» **TO BE DONE**
Pick out every line below that contains the string "wine", and copy each one in full. Case counts.

» **THE RECORDS**

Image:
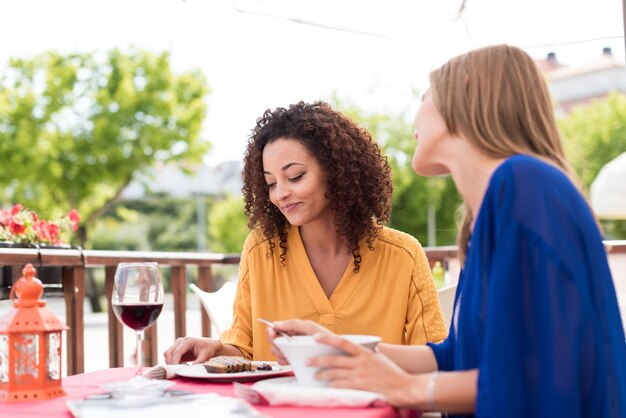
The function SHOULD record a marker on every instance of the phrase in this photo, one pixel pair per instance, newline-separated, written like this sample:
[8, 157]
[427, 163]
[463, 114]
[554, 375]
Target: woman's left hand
[368, 370]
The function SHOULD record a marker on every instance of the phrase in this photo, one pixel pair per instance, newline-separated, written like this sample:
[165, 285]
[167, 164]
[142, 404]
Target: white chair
[446, 300]
[218, 305]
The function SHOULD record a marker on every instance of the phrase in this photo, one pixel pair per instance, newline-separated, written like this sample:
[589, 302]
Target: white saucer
[287, 391]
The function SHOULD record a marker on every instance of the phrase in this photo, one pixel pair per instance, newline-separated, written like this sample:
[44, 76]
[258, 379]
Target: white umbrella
[608, 190]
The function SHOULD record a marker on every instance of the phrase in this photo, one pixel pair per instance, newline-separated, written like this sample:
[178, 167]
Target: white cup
[305, 347]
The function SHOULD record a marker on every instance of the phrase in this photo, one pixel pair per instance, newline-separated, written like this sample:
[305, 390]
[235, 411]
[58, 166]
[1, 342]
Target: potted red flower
[21, 227]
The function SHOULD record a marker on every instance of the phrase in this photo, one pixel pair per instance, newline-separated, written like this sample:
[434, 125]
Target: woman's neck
[472, 173]
[321, 236]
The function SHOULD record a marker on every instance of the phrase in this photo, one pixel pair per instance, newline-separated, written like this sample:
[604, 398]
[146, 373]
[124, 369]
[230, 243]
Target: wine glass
[137, 301]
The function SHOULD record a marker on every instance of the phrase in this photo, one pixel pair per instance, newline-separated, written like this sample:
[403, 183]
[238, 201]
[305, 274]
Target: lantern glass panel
[54, 356]
[26, 347]
[4, 358]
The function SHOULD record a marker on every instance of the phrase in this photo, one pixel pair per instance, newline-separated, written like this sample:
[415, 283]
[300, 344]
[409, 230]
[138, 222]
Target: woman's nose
[282, 191]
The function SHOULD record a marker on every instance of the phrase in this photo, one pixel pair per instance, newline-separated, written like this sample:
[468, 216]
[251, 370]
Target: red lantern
[30, 345]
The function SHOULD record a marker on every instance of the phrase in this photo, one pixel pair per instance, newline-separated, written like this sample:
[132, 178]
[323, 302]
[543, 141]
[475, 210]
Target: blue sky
[255, 62]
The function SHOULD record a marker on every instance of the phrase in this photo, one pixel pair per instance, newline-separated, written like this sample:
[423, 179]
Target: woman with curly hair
[536, 328]
[317, 192]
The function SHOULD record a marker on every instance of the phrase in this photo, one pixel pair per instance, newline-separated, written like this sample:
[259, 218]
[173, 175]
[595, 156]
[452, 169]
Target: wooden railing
[74, 264]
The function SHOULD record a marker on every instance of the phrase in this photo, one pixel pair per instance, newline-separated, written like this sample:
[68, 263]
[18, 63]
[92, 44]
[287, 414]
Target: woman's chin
[429, 170]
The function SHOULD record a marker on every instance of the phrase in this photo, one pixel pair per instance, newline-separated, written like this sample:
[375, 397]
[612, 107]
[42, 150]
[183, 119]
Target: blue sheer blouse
[535, 309]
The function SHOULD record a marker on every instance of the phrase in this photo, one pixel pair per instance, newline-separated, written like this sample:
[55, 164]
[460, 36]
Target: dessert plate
[198, 371]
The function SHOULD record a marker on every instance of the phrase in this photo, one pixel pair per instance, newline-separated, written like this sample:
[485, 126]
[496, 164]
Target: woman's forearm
[412, 359]
[453, 392]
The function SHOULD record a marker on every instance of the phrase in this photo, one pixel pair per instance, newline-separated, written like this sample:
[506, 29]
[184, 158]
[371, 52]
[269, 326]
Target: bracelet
[430, 390]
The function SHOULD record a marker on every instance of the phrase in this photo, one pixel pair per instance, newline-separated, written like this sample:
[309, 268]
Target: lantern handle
[12, 293]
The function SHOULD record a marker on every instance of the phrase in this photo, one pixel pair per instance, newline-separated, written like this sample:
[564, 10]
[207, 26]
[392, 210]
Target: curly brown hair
[358, 176]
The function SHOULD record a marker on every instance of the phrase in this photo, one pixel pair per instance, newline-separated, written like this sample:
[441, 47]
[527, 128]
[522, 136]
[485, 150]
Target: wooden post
[205, 282]
[179, 293]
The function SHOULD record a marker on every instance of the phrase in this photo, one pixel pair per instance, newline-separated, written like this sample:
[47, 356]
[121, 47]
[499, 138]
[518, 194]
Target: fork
[248, 394]
[282, 333]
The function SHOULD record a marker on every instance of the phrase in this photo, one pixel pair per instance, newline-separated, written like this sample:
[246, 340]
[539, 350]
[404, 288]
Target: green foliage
[412, 193]
[228, 225]
[155, 223]
[75, 129]
[593, 135]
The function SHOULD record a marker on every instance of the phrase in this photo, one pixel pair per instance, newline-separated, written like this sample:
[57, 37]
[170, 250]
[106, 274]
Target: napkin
[163, 371]
[286, 391]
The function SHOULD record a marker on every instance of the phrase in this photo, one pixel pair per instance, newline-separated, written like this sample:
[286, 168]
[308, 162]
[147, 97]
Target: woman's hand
[367, 370]
[293, 327]
[197, 350]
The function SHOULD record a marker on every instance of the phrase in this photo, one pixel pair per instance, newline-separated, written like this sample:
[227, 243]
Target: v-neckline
[345, 286]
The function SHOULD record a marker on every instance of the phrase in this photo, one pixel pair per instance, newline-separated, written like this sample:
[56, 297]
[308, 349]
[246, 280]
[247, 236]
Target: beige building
[574, 85]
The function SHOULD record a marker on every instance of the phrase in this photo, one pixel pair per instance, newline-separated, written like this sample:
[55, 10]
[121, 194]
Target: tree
[75, 129]
[593, 135]
[228, 225]
[412, 194]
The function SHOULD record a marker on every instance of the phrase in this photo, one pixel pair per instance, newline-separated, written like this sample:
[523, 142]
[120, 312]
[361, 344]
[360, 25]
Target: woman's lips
[290, 207]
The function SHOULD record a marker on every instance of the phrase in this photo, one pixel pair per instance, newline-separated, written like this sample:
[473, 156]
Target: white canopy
[608, 190]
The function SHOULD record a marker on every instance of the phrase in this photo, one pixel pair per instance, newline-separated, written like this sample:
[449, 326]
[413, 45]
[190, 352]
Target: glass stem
[139, 355]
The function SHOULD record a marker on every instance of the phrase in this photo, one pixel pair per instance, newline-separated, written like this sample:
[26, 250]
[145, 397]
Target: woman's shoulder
[401, 240]
[254, 239]
[525, 169]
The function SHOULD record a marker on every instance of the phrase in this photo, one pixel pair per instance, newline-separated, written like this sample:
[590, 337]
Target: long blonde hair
[497, 98]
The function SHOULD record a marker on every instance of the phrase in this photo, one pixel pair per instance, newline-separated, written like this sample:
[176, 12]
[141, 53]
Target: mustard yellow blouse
[392, 296]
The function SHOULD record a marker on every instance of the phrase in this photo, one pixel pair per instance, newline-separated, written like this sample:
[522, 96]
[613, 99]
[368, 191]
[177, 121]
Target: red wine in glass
[138, 316]
[137, 299]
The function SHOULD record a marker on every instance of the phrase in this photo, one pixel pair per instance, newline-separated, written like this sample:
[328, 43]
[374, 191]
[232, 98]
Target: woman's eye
[296, 178]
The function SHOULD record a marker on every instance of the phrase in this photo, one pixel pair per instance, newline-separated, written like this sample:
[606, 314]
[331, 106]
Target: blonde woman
[536, 330]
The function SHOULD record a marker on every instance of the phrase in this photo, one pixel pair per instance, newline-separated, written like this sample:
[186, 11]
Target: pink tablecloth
[82, 385]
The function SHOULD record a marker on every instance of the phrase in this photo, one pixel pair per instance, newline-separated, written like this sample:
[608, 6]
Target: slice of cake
[228, 364]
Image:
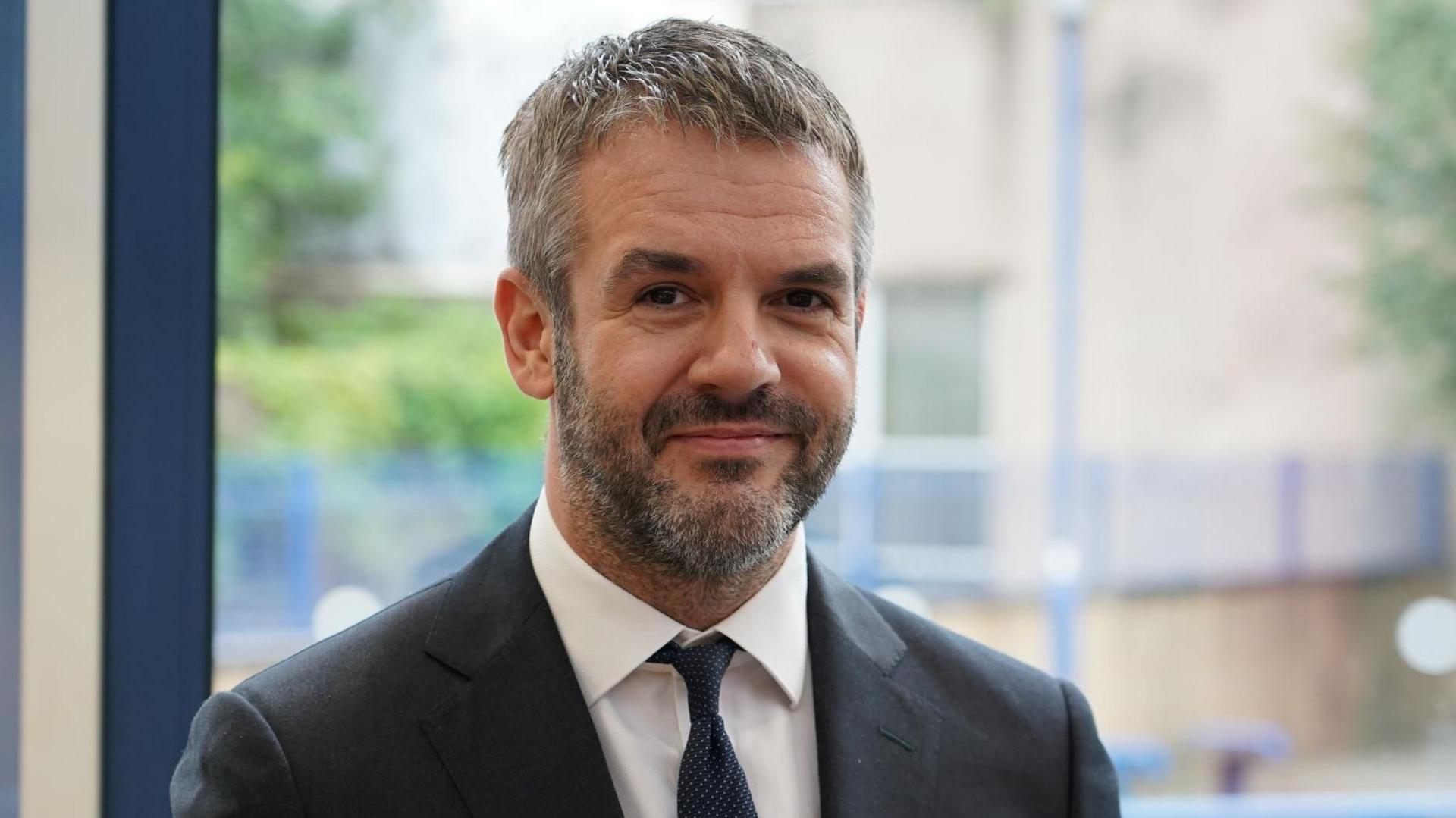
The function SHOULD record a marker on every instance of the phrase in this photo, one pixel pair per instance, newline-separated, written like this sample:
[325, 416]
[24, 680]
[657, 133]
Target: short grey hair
[698, 74]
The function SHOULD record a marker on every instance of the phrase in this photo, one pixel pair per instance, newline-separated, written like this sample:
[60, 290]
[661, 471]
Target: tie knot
[702, 670]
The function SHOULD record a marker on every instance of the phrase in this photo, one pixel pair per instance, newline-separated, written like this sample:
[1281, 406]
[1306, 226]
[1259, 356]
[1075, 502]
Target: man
[691, 239]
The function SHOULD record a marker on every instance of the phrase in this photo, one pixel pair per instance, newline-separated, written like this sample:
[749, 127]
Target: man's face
[705, 387]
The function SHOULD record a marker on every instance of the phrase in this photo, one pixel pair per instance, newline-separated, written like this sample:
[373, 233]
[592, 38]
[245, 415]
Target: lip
[730, 438]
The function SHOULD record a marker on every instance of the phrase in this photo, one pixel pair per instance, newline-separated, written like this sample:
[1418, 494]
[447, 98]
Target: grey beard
[651, 522]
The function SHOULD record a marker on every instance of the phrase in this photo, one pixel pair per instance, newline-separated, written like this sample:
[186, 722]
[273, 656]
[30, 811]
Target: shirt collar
[609, 632]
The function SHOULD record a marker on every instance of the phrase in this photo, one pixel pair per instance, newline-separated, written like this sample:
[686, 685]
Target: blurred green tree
[370, 375]
[1408, 185]
[290, 105]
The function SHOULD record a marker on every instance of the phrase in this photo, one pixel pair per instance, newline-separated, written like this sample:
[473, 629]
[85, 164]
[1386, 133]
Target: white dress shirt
[641, 708]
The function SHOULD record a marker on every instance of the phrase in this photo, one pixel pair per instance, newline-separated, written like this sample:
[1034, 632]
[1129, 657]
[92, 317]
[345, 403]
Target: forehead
[669, 190]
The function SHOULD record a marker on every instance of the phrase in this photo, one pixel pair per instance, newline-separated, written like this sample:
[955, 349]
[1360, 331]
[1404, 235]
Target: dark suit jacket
[460, 700]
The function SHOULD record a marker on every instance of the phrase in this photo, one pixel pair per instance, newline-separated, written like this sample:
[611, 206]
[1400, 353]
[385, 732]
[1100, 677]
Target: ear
[526, 334]
[859, 313]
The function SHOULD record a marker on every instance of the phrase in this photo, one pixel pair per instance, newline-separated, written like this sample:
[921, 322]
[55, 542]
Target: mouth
[730, 440]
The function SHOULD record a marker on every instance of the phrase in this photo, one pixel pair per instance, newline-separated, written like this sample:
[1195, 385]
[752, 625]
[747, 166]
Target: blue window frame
[161, 204]
[12, 226]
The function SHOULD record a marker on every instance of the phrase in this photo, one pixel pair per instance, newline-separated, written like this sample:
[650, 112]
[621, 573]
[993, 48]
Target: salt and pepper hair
[676, 73]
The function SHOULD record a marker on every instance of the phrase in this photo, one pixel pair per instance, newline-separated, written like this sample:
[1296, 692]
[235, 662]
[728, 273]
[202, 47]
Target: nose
[734, 359]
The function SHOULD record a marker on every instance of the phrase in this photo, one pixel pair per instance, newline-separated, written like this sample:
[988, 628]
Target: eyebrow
[639, 262]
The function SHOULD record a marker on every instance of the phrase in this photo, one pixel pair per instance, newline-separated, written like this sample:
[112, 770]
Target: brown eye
[661, 296]
[804, 300]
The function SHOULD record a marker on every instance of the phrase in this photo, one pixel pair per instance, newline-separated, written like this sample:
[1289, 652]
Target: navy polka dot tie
[710, 781]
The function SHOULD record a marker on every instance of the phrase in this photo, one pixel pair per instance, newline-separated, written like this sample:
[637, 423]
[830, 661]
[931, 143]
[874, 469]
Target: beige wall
[1316, 658]
[1213, 318]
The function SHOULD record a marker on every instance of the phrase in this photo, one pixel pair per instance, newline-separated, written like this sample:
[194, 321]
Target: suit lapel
[877, 740]
[516, 737]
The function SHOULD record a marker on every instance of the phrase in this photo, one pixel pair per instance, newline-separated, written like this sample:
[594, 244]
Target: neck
[695, 603]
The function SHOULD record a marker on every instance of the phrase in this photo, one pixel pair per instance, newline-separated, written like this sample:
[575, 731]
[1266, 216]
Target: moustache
[764, 406]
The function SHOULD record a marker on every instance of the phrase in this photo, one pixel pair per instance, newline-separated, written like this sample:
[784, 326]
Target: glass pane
[932, 370]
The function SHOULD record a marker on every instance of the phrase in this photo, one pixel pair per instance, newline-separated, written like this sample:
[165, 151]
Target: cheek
[634, 376]
[826, 378]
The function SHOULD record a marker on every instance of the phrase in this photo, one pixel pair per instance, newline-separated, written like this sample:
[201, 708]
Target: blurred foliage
[381, 376]
[296, 146]
[299, 156]
[1410, 183]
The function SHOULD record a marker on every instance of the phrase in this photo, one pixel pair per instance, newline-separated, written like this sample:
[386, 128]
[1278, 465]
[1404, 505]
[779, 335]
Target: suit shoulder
[379, 651]
[956, 669]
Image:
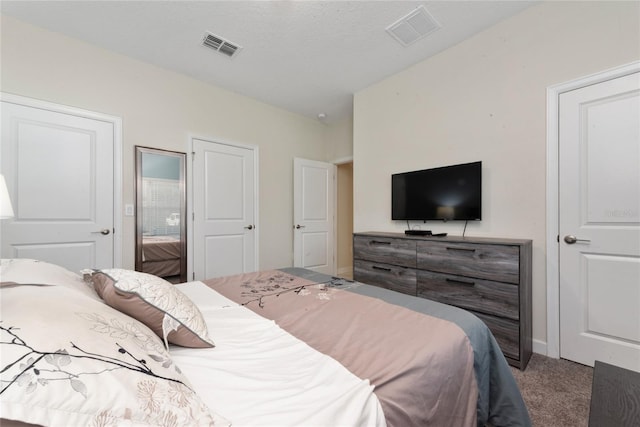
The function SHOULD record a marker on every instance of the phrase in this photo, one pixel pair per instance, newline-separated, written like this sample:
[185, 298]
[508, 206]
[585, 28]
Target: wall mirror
[161, 246]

» **TASK RESPONSE**
Target: wine glass
Target: red wine in glass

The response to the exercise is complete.